▶ **What to do**:
Rewrite the records below as a two-column CSV with the headers "prompt" and "response", one row per record covering all of them. Put each record's text in the "prompt" field and its answer in the "response" field, with each field quoted and line breaks replaced by spaces.

▶ **Material for this exercise**:
^^^^^^^^^^^^^^^^

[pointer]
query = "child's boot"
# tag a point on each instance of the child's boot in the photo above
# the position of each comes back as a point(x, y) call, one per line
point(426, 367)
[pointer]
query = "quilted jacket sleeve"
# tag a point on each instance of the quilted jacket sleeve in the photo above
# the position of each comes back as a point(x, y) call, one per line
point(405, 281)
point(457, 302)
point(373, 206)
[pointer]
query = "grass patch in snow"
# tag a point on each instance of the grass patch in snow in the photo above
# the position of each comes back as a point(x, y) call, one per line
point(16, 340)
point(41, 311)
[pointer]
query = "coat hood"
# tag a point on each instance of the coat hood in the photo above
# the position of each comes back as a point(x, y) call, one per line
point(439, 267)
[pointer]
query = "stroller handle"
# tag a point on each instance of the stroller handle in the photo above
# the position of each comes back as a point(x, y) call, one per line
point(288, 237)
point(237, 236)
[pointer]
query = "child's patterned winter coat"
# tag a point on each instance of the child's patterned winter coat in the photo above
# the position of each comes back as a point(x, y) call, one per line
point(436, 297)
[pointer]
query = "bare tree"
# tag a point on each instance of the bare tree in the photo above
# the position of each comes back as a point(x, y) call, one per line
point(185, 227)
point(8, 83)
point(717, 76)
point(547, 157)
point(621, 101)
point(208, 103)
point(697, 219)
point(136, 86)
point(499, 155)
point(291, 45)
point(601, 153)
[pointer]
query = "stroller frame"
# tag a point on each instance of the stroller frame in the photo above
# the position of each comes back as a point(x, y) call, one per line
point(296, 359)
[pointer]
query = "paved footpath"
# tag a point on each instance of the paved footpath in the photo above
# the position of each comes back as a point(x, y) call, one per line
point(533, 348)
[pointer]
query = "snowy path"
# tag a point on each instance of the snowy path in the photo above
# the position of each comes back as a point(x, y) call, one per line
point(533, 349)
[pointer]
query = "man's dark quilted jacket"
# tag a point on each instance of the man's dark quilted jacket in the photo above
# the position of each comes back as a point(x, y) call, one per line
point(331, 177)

^^^^^^^^^^^^^^^^

▶ **Finished exercise**:
prompt,response
"[pointer] query = ""child's boot"" # tag a point on each instance of the child's boot in the photo above # the position of each comes back as a point(x, y) call, one per line","point(426, 367)"
"[pointer] query = ""quilted jacket sleeve"" # tag a point on each instance of the quilted jacket sleeve in the photo above # the position of each comes back as a point(x, y) call, one per line","point(405, 281) point(457, 302) point(373, 206)"
"[pointer] query = ""grass patch in snow"" # tag a point on each instance of the grass patch in snow in the photo above # the position of each comes back as a point(x, y) call, one per line","point(16, 340) point(41, 311)"
"[pointer] query = ""coat hood"" # tag a point on each instance of the coat hood in the photo above # the position of each comes back as a point(x, y) call, one per line","point(439, 267)"
"[pointer] query = ""stroller handle"" # tag a point on each instance of the stroller handle in the photo above # the position of each comes back as a point(x, y) call, one per line","point(288, 237) point(237, 236)"
"[pointer] query = ""child's patterned winter coat"" # tag a point on each instance of the child's patterned winter coat in the photo above # the position of each comes back as a point(x, y) call, one per line","point(436, 297)"
"[pointer] query = ""bare tree"" # tag a point on each instance of the bare tree in the photo above # the position of each comes back as a point(x, y) call, one per line","point(185, 227) point(8, 83) point(717, 76) point(547, 157) point(621, 101) point(208, 103) point(697, 219) point(136, 86) point(499, 155) point(291, 45) point(601, 153)"
"[pointer] query = ""stroller frame"" # tag a point on each instance of the stroller frame in the photo above # the position of each comes back as a point(x, y) call, one per line","point(296, 359)"
"[pointer] query = ""paved footpath"" # tag a point on each instance of the paved footpath in the photo above # the position of each comes back as a point(x, y) call, one per line","point(533, 348)"
"[pointer] query = ""snowy path"" # tag a point on each instance of the snowy path in the photo above # the position of each comes back as a point(x, y) call, one per line","point(533, 349)"
"[pointer] query = ""man's dark quilted jacket"" # tag a point on each instance of the man's dark quilted jacket in the photo above # the position of each comes back as a point(x, y) call, one per line","point(331, 177)"